__TASK INSTRUCTIONS__. Would you repeat the listing exactly, without any of its images?

__DATASET RECORDS__.
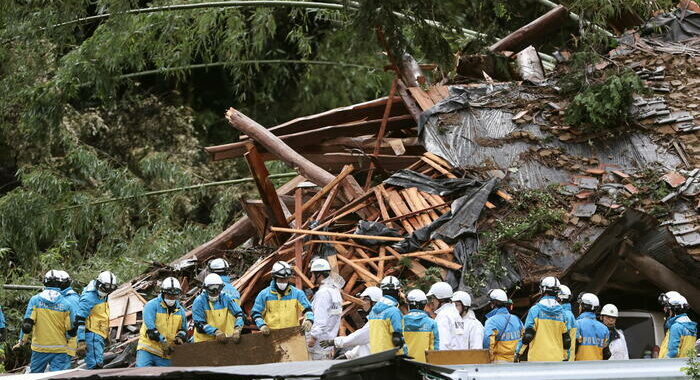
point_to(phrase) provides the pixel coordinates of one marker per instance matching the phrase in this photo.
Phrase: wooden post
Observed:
(265, 187)
(299, 244)
(380, 135)
(273, 144)
(536, 29)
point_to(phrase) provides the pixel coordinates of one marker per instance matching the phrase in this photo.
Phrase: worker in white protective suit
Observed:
(327, 306)
(618, 344)
(357, 342)
(473, 329)
(450, 323)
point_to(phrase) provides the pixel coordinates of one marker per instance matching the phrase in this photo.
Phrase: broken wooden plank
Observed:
(351, 189)
(335, 234)
(535, 30)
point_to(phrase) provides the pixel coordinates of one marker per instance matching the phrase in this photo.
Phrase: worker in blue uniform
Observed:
(592, 336)
(47, 320)
(221, 267)
(502, 330)
(279, 305)
(92, 319)
(546, 336)
(385, 319)
(216, 316)
(419, 330)
(164, 324)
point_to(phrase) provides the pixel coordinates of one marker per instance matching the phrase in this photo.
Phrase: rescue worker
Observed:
(682, 331)
(546, 337)
(92, 319)
(473, 329)
(73, 299)
(164, 324)
(359, 339)
(564, 299)
(592, 336)
(502, 331)
(420, 331)
(279, 305)
(327, 306)
(385, 320)
(450, 323)
(663, 300)
(3, 337)
(47, 320)
(221, 267)
(618, 343)
(216, 315)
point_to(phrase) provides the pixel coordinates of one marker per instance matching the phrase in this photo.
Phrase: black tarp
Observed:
(679, 25)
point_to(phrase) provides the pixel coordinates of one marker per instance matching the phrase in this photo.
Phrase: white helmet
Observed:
(677, 302)
(373, 292)
(589, 299)
(462, 297)
(390, 283)
(320, 265)
(498, 295)
(218, 266)
(610, 310)
(281, 269)
(416, 296)
(171, 286)
(564, 293)
(106, 282)
(441, 290)
(549, 284)
(664, 297)
(213, 279)
(63, 279)
(52, 279)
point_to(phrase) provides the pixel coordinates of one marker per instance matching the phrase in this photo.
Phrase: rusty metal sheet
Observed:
(284, 345)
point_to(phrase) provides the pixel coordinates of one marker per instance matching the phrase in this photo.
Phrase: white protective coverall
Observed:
(618, 347)
(327, 306)
(473, 331)
(359, 340)
(450, 328)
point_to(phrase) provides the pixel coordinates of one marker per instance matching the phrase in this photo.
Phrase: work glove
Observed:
(306, 325)
(220, 337)
(81, 349)
(236, 336)
(166, 347)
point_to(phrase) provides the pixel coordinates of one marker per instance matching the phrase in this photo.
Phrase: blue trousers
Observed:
(147, 359)
(41, 360)
(94, 355)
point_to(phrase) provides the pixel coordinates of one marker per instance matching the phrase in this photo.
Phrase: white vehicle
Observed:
(643, 331)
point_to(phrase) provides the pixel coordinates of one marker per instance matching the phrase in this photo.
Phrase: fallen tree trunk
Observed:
(535, 30)
(273, 144)
(235, 235)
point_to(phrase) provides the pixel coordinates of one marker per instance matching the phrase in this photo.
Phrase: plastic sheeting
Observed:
(675, 26)
(441, 186)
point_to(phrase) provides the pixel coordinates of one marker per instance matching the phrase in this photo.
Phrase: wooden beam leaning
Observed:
(265, 187)
(351, 189)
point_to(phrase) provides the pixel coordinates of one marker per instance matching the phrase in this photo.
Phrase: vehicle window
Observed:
(639, 333)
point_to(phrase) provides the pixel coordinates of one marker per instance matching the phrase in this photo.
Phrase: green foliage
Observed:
(692, 370)
(541, 213)
(604, 106)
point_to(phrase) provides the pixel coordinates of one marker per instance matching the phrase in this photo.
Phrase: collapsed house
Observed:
(479, 184)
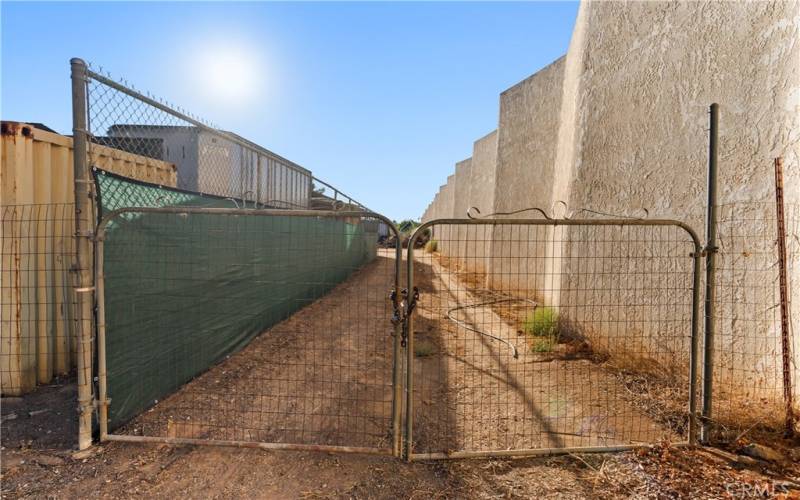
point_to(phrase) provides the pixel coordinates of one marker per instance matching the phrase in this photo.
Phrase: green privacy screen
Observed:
(183, 291)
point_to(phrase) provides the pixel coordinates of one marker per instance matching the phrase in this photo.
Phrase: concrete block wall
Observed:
(619, 124)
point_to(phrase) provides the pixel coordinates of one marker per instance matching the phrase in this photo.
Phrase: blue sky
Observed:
(379, 99)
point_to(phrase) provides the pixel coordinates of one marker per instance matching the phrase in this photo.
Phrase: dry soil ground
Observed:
(37, 460)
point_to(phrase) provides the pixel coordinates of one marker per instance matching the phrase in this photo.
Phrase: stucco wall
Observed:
(526, 152)
(482, 180)
(648, 73)
(620, 124)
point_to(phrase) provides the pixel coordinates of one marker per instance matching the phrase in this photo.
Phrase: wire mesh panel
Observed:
(749, 363)
(251, 327)
(37, 341)
(545, 335)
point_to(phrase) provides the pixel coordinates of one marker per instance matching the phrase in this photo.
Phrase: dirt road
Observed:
(351, 375)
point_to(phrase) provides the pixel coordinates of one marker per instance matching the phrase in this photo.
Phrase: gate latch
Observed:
(403, 309)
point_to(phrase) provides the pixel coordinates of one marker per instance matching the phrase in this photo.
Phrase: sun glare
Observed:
(232, 74)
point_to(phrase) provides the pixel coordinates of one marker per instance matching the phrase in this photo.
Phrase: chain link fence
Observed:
(208, 160)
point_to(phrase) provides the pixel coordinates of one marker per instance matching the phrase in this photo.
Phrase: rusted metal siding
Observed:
(37, 313)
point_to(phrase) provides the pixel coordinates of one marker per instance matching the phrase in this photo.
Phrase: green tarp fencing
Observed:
(183, 291)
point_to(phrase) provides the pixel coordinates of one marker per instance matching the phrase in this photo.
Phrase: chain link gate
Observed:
(253, 328)
(543, 336)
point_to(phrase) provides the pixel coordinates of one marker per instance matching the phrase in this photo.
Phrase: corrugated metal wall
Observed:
(36, 257)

__WORKED SOLUTION__.
point_to(phrase) provides the pixel coordinates of one marker per instance matching the phrase in this photo.
Phrase: wooden post
Observed:
(265, 187)
(299, 244)
(380, 135)
(273, 144)
(536, 29)
point_to(phrase) provides the pixel coordinates of one marker per instance matching the phrase in this photo.
Phrase: worker in white protective suit
Observed:
(327, 306)
(618, 344)
(357, 342)
(473, 329)
(450, 323)
point_to(phrase) provides the pixel coordinates of one marker per instance matching the phrase in this photo.
Phrase: broken wooden plank
Observed:
(351, 189)
(335, 234)
(535, 30)
point_to(phrase) provides the pixel coordinates of one marker per instance matching the phrase in this photo.
Phrase: worker in blue uniform
Observed:
(592, 336)
(47, 320)
(221, 267)
(502, 330)
(279, 305)
(92, 319)
(546, 336)
(385, 319)
(216, 316)
(419, 330)
(164, 324)
point_to(phrase) provides the pixel coordinates of one marker per instance matching the phrase in this photo.
Phrase: rescue worker
Observed:
(682, 331)
(546, 337)
(92, 319)
(473, 329)
(73, 299)
(164, 324)
(359, 339)
(564, 299)
(592, 336)
(502, 331)
(420, 331)
(279, 305)
(327, 306)
(385, 320)
(450, 323)
(663, 300)
(3, 337)
(47, 320)
(221, 267)
(618, 343)
(216, 315)
point_to(phrase) provides the pixel coordinates of one marker per instance matching the phrase in this photo.
Phrase: black tarp
Observed:
(679, 25)
point_to(phrase) provides the pixel coordinates of one marker per instance matching the phrase in this photo.
Phrase: white helmet
Observed:
(677, 302)
(373, 292)
(589, 299)
(462, 297)
(390, 283)
(320, 265)
(498, 295)
(218, 266)
(610, 310)
(281, 269)
(416, 296)
(171, 286)
(564, 293)
(106, 282)
(441, 290)
(549, 284)
(664, 297)
(213, 279)
(63, 279)
(52, 279)
point_to(phrase) provides the pixel coordinates of one marker per instance matching the phrase in this photo.
Phrase: rusty metal sheet
Observed:
(284, 345)
point_to(phrase) provides the pixel coordinates of one marker per instance matching the phrase in this photo.
Phrase: white protective coverall
Observed:
(618, 347)
(327, 306)
(473, 331)
(359, 340)
(450, 328)
point_to(phrase) provides the pixel coordinates of one marker per instance matching the phrase in this photo.
Phrase: work glove
Observed:
(306, 325)
(220, 337)
(81, 349)
(236, 336)
(166, 347)
point_to(phrase) provides the pixel coordinates of one marker per instance matching the phrase in this photo.
Phrase: blue trousers
Observed:
(147, 359)
(41, 360)
(94, 355)
point_to(phrase) provides the pixel coordinates of one marker per instance matching the phrase in this photo.
Phrase: white vehicle
Observed:
(643, 331)
point_to(phrase) provides the pixel coordinates of one marker per instance matching the phrase in this photo.
Phrase: fallen tree trunk
Observed:
(535, 30)
(273, 144)
(235, 235)
point_to(phrase) provides the pixel coordinates of one marker per instance matching the phrase in this photo.
Phrase: plastic sheeting
Observed:
(675, 26)
(441, 186)
point_to(phrase) provides the pixel coordinates of one marker per instance matching the phrase in this photo.
Phrase: wooden beam leaning
Observed:
(265, 187)
(351, 189)
point_to(phrase) provides the pixel coordinates of one marker per instance matching the phrase in this photo.
Phrase: vehicle window
Observed:
(639, 333)
point_to(phrase) provides the pixel coordinates of one marker per instance matching the phrase in this photo.
Phrase: green foliage
Observed:
(692, 370)
(541, 213)
(604, 106)
point_to(phrase) provides the pixel coordinates of one marker per instance matching the phrase in this photo.
Phrase: collapsed house
Observed:
(479, 184)
point_to(phrase) provides the pixel coordinates of one marker per instance matching the phrase in this photo.
Phrase: green privacy screen
Observed:
(183, 291)
point_to(phrase) provides the pixel coordinates of one marker per instance matching the phrase in this photo.
Phrase: concrete block wall
Observed:
(619, 124)
point_to(phrase) provides the pixel coordinates of one marker per instance matching the phrase in this photo.
Phrase: blue sky
Observed:
(379, 99)
point_to(phrase) provides the pixel coordinates of one marker per instance matching the phrase in this photo.
Phrase: dry soil ground
Observed:
(37, 460)
point_to(phrase) provides the pixel coordinates of one marker per instance matching the phrase in this photo.
Phrase: stucco wall
Observed:
(526, 152)
(482, 180)
(648, 73)
(620, 124)
point_to(phrase) provides the pixel coordinates of one marker per instance matching the phrase in this photo.
Phrase: wire mesh panel
Observed:
(749, 363)
(251, 327)
(37, 341)
(545, 335)
point_to(phrase) provides the pixel coordinates of one marker per instance matching the phrase in this photo.
Phrase: dirt road
Observed:
(351, 375)
point_to(phrase) provides the pixel coordinates of one marker per instance matching the phrase in this photo.
Phrase: gate latch
Observed:
(403, 309)
point_to(phrase) provides the pixel coordinates of one marker per instance matching the phrase in this photo.
Phrase: sun glare
Observed:
(232, 74)
point_to(phrase) provides the pixel coordinates of one marker per instance matching the phrase in this photo.
Phrase: chain link fence
Observed:
(208, 160)
point_to(phrase) provides the pixel coordinates of one marker per instance matching the phrase in this photo.
Phrase: rusted metal siding
Observed:
(37, 313)
point_to(phrase) provides the pixel coordinates of one marker per instance matching the phrase in this photo.
Phrase: green tarp fencing
Observed:
(183, 291)
point_to(phrase) provides the pixel coordinates of one marker per instance matching the phrase in this photo.
Phrase: chain link gate
Observed:
(253, 328)
(543, 336)
point_to(phrase) provides the pixel coordinates of one marker per instance matching the phrase in this photo.
Phrase: corrugated metal wall
Observed:
(36, 257)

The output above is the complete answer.